##### Text #####

We will, I hope, continue to be good neighbors and allies
to all those who practice the Law of Love that Jesus proclaimed and lived.

Today I want to introduce you to another branch of the Christian family,
a mystical form of early Christianity called “the Gnostics”.
They took their guidance from the secret teachings of Jesus
and their direct experience of the Light within.
They placed their faith in human goodness
and looked at Jesus as a reminder of their own spiritual gifts.
Their loosely organized communities
and delight in the free play of the religious imagination
makes them our “second cousins”:
both like and unlike us but joined by the same irrational bonds of affection
that keep all families connected.

III. Three Tickets to a Better World: Faith, Doubt, Gnosis

In the first three centuries following the ministry of Jesus
there were three forms of trustworthy knowing,
three tickets to a better self, world or world view.

Perhaps the best known to many of us as faith (Greek: Pistis).
Though some Biblical scholars now claim that “passionate conviction”
or “heartfelt conviction” might have been a better translation,
St. Jerome chose instead to translate the Aramaic/Herbrew “faith” as “belief”.
This unfortunate choice stripped away the lively connections
between intellect, heart and will that might unify the soul.
By the time that the Emperor Constantine gave the Roman Church
his imperial stamp of approval,
faith had become for all practical purposes “correct and obedient belief”.
Those of us growing up in a Catholic or Protestant church
repeated a creed most Sunday services:
I believe in God the Father Almighty, maker of heaven and earth
and in his only begotten Son, Jesus...”
(Nicene Creed, 325 AD; Council of Constantinople 381 AD).
Even though most Christians don't understand these words
and can't give a coherent explanation of the Trinity,
it's enough to mouth the words and pretend to believe.

There was a second path to trustworthy knowing in the ancient world
that came from Greek philosophers like Socrates, Plato and Aristotle.

#####

Challenge 1: Write out the passage on the Gnostics word for word, between "By the time" and "pretend to believe.", inclusive.
Challenge 2: Which Greek philosophers does the passage on the Gnostics name?
Challenge 3: Carry on the passage on the Gnostics from the point where it stops.

##### Dataset excerpts #####

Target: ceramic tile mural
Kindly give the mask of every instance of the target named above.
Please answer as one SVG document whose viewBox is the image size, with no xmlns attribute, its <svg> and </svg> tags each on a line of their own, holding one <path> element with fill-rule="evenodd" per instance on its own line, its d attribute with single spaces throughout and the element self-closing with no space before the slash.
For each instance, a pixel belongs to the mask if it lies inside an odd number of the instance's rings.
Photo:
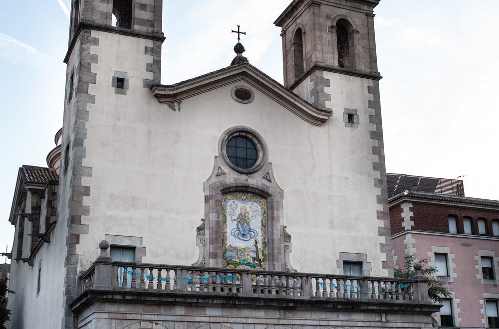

#####
##### Dataset excerpts #####

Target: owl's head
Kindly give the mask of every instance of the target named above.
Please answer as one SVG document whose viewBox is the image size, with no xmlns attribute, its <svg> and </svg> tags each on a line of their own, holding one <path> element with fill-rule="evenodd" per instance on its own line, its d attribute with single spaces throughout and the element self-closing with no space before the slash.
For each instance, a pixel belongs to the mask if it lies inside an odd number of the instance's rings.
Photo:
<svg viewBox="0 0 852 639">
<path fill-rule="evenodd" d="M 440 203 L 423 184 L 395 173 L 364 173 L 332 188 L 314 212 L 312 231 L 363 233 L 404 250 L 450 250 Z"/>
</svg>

#####

Reply 1:
By the time that the Emperor Constantine gave the Roman Church
his imperial stamp of approval,
faith had become for all practical purposes “correct and obedient belief”.
Those of us growing up in a Catholic or Protestant church
repeated a creed most Sunday services:
I believe in God the Father Almighty, maker of heaven and earth
and in his only begotten Son, Jesus...”
(Nicene Creed, 325 AD; Council of Constantinople 381 AD).
Even though most Christians don't understand these words
and can't give a coherent explanation of the Trinity,
it's enough to mouth the words and pretend to believe.

Reply 2: Socrates, Plato, Aristotle

Reply 3:
They called it knowledge (Greek: Theoria)
and the method of arriving at it called dialogue or dialectic.
We call it Reason, Creative Doubt or Critical Thinking.
The key is to test truths we receive from tradition
by checking for internal contradictions (A and -A cannot both be true)
or finding a single counter-example.
This impulse to test received truths
also shows up in our closing words, adapted from Thessolonians:
test everything” or “question everything”.
A clear, if silly, example comes from the writings of Aristotle.
Aristotle proclaims that since men are the primary sex
they must have more teeth than women.
How did he arrive at this idea?
Why didn't he ask Mrs. Aristotle to open her mouth, count her teeth,
and then reverse roles?
Kristen and I did this experiment in truth-testing last night:
she has 32 teeth; I have 24.
Go home and count again, Mr. Aristotle!

The Gnostics practiced a third path to trustworthy knowing: “Gnosis”.
Gnosis is first-hand knowing, not second or third hand.
It is knowing that comes from direct personal experience,
not an external or social authority.
Gnosis is often translated as “insight” or “awakening”
or “inward illumination”---the kind of “aha moments”
that give us access to self-evident truths:
things we know with a felt sense
but don't know how we know.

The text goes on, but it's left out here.